● **Actions to take**
**A)** Answer these questions using the column on being outed.
(i) On which day will "Ruminations" appear this week?
(ii) As whom was Torainfor outed?
(iii) Under what name has the writer always published?
**B)** Retype the part of the column on being outed from "An Outing is" to "tell the world." with no changes.

● **Selected excerpt**
• • • • • • •

An Outing is Not a Field Trip

by Bruce Bethke
Editor's Note: The usual Monday column, "Ruminations of an Old Goat," was inadvertently delayed when the author was caught up in a dinosaur stampede. "Ruminations" will appear on Tuesday this week and return to its normal time slot next week.


A few weeks back Torainfor was outed as Kersley Fitzgerald, and in all innocence she asked:
OK, I'm still really new at this. What is the deal with being "outed" and is it bad or good? Do famous-stinkin-authors go around, pretending not to be who they are so mere mortals will talk to them? 'Cus everybody and their aunt's cat says that marketing is as important to being an author as writing, so you should tie a streamer to aforementioned cat's tail and tell the world.
Not only that, you should then duct-tape sparklers and roman candles to the cat's butt, douse it in charcoal lighter, set it on fire, and turn it loose to run screaming, flaming, exploding, and waving your banner, through the center of Times Square, during rush hour.

Ooh, I'm gonna get hate mail for that crack.

To dispose of the first question with unseemly haste: oh no, as a famous author, or even as a semi-famous, near-famous, almost-famous, or formerly famous author, there is absolutely no problem in getting mere mortals to talk to you. The problem is getting 'em to shut up.

The issue of being "outed" is closely tied-in with another that keeps coming up: whether or not to use a pseudonym. I've always published under my own name. In hindsight, I wish I'd used a pseudonym—or preferably, about six. Part of it is simple branding. People have a tendency to read one piece by you and think they know everything about you, and it throws them when they read something else that defeats their expectations. If I'd been thinking, I'd have used one pseudonym for my funny contemporary computer-related sci-fi, another for my serious far-future military sci-fi, a third for my serious "literary" stuff, a fourth for my mysteries—yes, early in my career, I wrote and published a few straight-up mystery stories—a fifth for my non-fiction and political commentary...

• • • • • • •

[Collection entries]
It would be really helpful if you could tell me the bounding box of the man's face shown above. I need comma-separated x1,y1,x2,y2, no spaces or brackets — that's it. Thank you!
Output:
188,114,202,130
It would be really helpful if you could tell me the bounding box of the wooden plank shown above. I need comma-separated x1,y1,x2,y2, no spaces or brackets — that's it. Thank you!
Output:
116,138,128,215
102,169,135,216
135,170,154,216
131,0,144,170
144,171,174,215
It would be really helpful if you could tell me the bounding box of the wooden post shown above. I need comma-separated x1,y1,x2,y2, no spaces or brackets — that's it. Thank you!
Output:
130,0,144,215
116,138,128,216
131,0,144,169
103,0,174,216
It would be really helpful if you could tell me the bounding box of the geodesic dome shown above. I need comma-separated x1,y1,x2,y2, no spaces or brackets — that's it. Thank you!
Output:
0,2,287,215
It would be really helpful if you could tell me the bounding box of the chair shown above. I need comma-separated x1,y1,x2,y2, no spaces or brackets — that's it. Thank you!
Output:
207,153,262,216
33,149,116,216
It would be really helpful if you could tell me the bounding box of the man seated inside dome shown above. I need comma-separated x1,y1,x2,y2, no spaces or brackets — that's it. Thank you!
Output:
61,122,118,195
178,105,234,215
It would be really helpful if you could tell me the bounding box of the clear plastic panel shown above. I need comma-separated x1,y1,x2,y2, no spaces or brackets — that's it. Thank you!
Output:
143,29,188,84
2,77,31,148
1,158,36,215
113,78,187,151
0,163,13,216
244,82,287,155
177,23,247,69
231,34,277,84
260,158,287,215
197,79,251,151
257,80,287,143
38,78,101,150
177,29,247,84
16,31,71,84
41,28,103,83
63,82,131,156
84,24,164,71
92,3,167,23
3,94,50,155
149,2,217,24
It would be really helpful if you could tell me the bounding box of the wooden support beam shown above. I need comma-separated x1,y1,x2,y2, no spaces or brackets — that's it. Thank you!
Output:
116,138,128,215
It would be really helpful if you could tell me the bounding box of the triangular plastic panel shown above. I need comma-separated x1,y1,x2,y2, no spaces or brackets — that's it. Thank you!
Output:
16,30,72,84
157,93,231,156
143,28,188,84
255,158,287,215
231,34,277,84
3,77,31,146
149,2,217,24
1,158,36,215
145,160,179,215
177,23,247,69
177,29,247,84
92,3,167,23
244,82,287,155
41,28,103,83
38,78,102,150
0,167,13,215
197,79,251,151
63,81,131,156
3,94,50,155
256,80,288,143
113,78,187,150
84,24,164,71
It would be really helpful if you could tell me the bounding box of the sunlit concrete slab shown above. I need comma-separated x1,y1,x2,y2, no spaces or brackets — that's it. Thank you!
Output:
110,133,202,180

• • • • • • •

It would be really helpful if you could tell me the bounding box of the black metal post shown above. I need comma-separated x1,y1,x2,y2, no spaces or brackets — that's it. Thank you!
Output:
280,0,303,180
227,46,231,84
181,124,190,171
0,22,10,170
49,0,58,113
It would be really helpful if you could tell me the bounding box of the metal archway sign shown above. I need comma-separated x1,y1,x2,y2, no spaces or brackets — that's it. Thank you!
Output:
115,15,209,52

• • • • • • •

● **Answers by item number**
**A)**
(i) Tuesday
(ii) Kersley Fitzgerald
(iii) The writer's own name

**B)**
An Outing is Not a Field Trip

by Bruce Bethke
Editor's Note: The usual Monday column, "Ruminations of an Old Goat," was inadvertently delayed when the author was caught up in a dinosaur stampede. "Ruminations" will appear on Tuesday this week and return to its normal time slot next week.


A few weeks back Torainfor was outed as Kersley Fitzgerald, and in all innocence she asked:
OK, I'm still really new at this. What is the deal with being "outed" and is it bad or good? Do famous-stinkin-authors go around, pretending not to be who they are so mere mortals will talk to them? 'Cus everybody and their aunt's cat says that marketing is as important to being an author as writing, so you should tie a streamer to aforementioned cat's tail and tell the world.